| TASK INPUTS |
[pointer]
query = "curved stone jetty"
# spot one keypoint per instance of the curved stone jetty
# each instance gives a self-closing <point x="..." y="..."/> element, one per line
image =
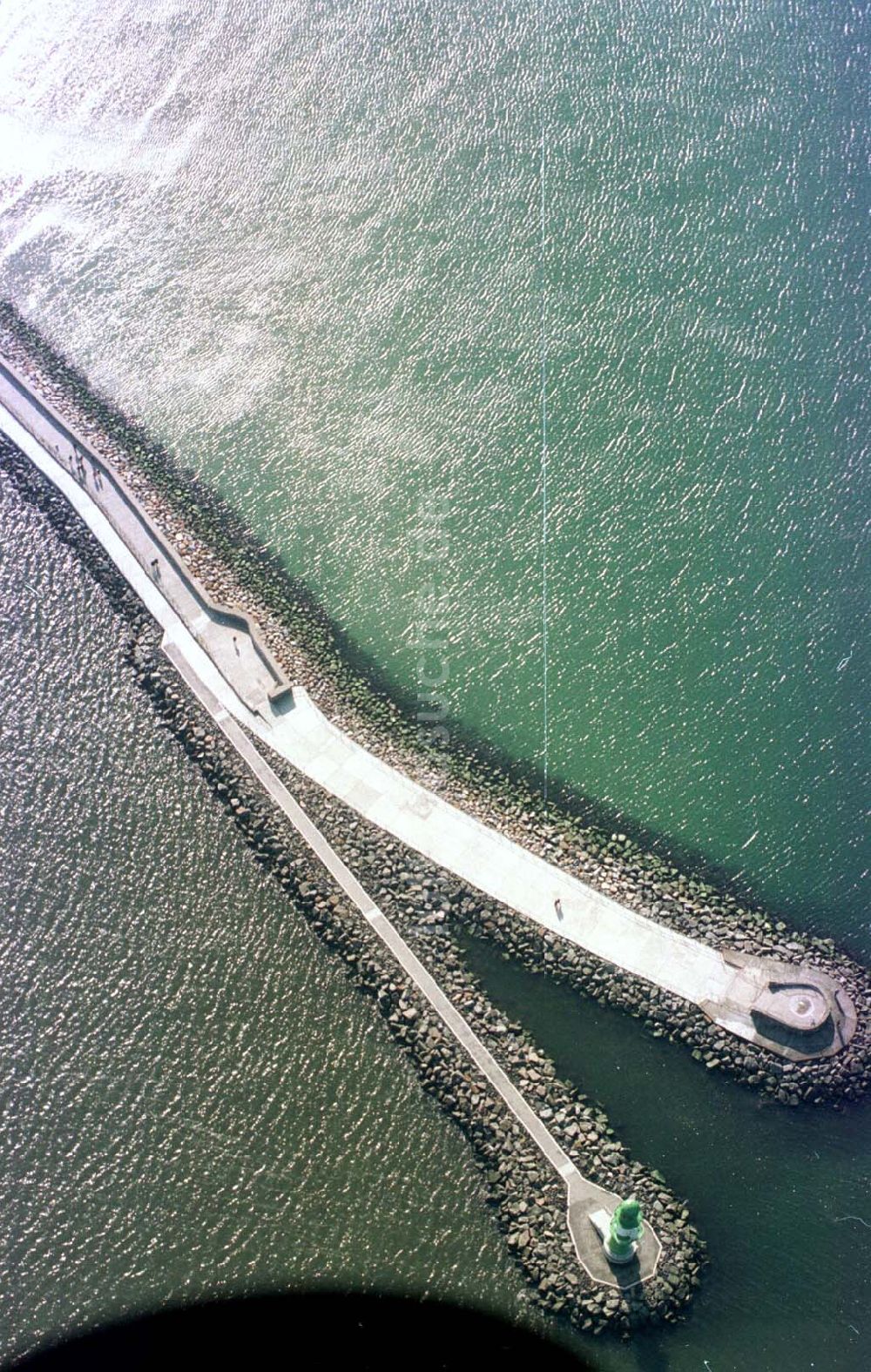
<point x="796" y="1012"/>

* * *

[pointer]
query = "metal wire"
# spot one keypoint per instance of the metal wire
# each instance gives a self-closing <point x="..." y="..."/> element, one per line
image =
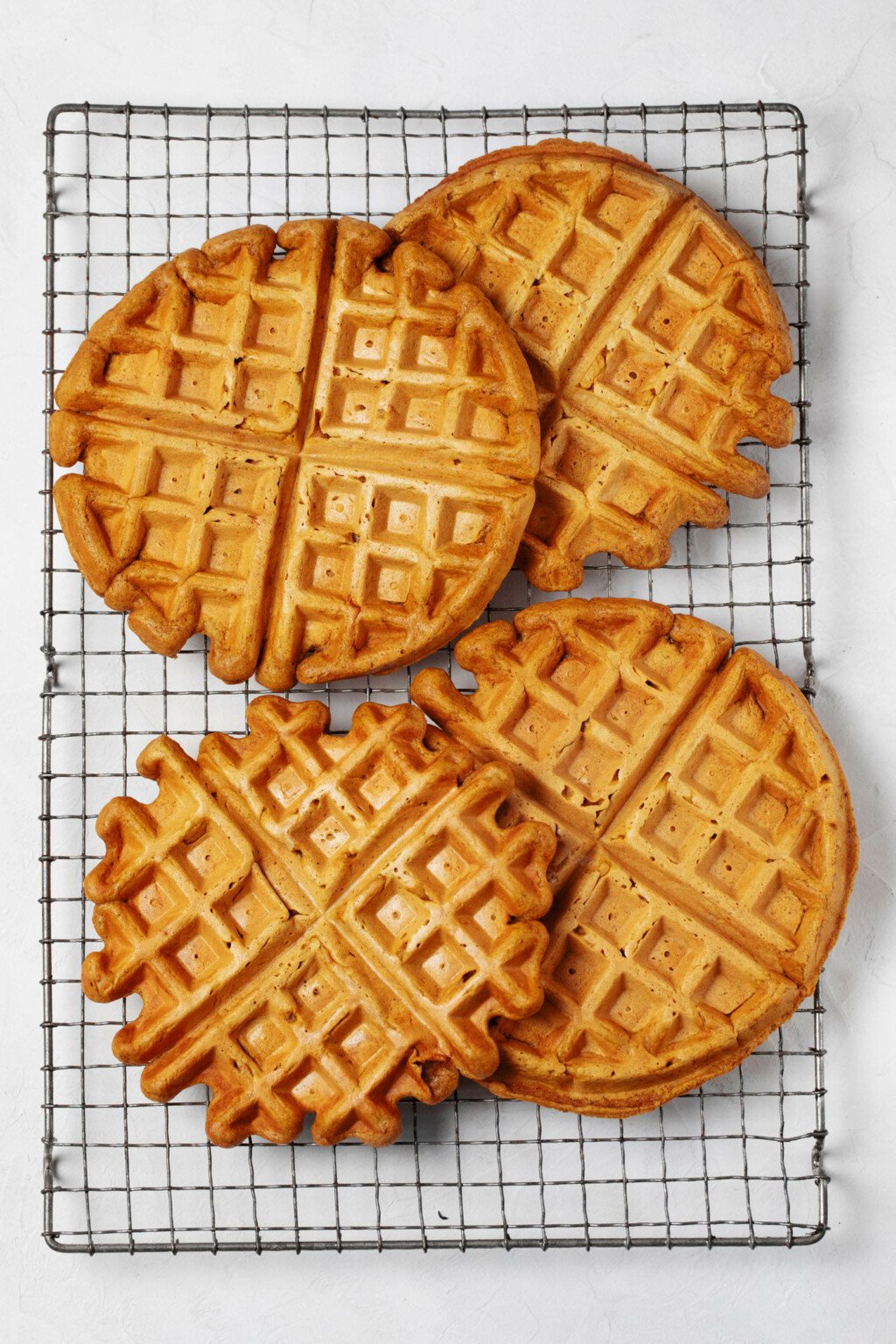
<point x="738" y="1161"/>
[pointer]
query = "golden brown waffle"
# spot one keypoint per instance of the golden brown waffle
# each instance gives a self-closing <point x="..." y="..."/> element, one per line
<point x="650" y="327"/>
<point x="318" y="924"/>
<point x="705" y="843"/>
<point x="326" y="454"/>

| PROBLEM |
Search the data for "wire". Copy every line that has it.

| WORKED SOLUTION |
query = "metal wire"
# spot one keypoint per instance of the metal wire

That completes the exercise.